What to work on
**1.** List every naval air station named in the biography of Wendi Bryan Carpenter, with its state.
**2.** Carry the biography of Wendi Bryan Carpenter forward from its final sentence.

Page extract
=====

Retired US Navy officer

Rear Admiral Wendi Bryan Carpenter (born February 4, 1956) is a retired United States Navy flag officer and naval aviator. She is also a past president of the State University of New York Maritime College.

==Background==
Carpenter is the daughter of a U.S. Air Force veteran of World War II, the Korean War and the Vietnam War. Raised throughout the United States, she holds a Bachelor of Science degree from the University of Georgia with a major in psychology. She has pursued graduate studies in Marketing and holds an MA in International Relations from Salve Regina University.

==Career==
Carpenter received her commission through Aviation Officer Candidate School, NAS Pensacola, Florida, with Class 19-77 and was designated a Naval Aviator in July 1979. Graduating at the top of her class, she was assigned as the Navy's first Selectively Retained Graduate Instructor Pilot (SERGRAD) in the T-44 aircraft at VT-31, NAS Corpus Christi, Texas. Following her tour as an instructor pilot, Rear Admiral Carpenter was ordered to sea duty at VQ-3 (TACAMO), NAS Barbers Point, Hawaii, where she served as a Mission Commander, Aircraft Commander and Instructor Pilot in the EC130F/G/Q aircraft. She deployed throughout the Pacific and the western U.S. and Alaska in support of the nation's strategic nuclear triad. After completing a shore assignment at the Naval Military Personnel Command as an Aviation Junior Officer Assignments Officer, Carpenter left active duty and accepted a reserve commission in February 1985.

=====

Study material
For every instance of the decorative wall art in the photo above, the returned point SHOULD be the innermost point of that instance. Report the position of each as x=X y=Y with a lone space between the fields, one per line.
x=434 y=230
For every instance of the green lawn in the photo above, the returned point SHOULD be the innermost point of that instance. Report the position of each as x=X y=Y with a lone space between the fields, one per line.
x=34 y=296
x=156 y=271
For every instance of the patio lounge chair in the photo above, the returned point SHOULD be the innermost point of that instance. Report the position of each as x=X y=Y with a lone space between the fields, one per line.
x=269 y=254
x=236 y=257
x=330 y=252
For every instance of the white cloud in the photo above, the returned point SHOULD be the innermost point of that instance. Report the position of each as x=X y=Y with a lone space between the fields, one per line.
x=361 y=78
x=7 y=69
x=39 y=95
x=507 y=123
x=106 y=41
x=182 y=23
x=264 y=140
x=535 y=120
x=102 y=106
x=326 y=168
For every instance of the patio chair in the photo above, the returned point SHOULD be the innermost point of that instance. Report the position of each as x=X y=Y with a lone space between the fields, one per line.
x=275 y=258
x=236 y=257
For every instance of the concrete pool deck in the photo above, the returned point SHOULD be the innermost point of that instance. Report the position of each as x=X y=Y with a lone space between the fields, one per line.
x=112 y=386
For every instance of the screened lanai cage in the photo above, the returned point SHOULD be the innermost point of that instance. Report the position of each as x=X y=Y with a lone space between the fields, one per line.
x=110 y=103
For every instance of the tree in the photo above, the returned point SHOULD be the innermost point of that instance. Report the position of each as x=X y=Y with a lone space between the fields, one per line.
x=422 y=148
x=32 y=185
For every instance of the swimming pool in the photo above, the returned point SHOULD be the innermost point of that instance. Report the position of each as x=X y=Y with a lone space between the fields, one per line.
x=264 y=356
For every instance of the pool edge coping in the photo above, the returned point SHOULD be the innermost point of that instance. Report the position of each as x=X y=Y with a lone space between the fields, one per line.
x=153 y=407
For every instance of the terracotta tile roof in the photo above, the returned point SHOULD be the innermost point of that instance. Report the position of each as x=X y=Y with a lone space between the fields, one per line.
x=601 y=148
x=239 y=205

=====

Answers to the exercises
**1.**
NAS Pensacola, Florida
NAS Corpus Christi, Texas
NAS Barbers Point, Hawaii

**2.**
Remaining highly active in the operational reserve force, Carpenter's assignments have included the staffs of Commander Carrier Group Four, Commander United States Naval Forces Europe, Commander United States Sixth Fleet, Deputy Chief of Naval Operations (DCNO) Fleet Readiness and Logistics, and Commander United States Second Fleet. Rear Admiral Carpenter has accepted numerous recalls to active duty and has held four Navy reserve commands at the Commander and Captain level: Officer in Charge of VR 506, CINCUSNAVEUR DET 108, DCNO N4 Fleet Readiness and Logistics DET 106, and Second Fleet JFACC. Under her leadership as Commanding Officer of Fleet Readiness and Logistics, the 75 member CNO staff unit shared the FY01 DON CIO Award for "E Business" in government. She has represented the United States in a number of coalition and NATO forums, and completed Senior Courses at the NATO School in Oberammergau, Germany.

Carpenter's Flag assignments include: Deputy Commander of Navy Region Southeast, Jacksonville, Florida from October 2004 - September 2005, acting Director, OPNAV N31 (Information, Plans, Security Division) from April 2005 - May 2005, Vice Director, Standing Joint Forces HQ (SJFHQ), U.S. Joint Forces Command from December 2004 - September 2006, and Deputy Commander, United States Second Fleet from October 2006-June 2008. In June 2008, Carpenter assumed command of Navy Warfare Development Command, Norfolk, VA, where she served until August 19, 2011.

On August 31, 2011, Admiral Carpenter became the 10th president of the State University of New York Maritime College. She is the first woman to serve as president of the college. She stepped down in late 2013.

In January 2019, Admiral Carpenter was named executive director of the Captain Richard Phillips–Lane Kirkland Maritime Trust, a charitable trust the promotes advocacy for the U.S. maritime industry and the Merchant Marine.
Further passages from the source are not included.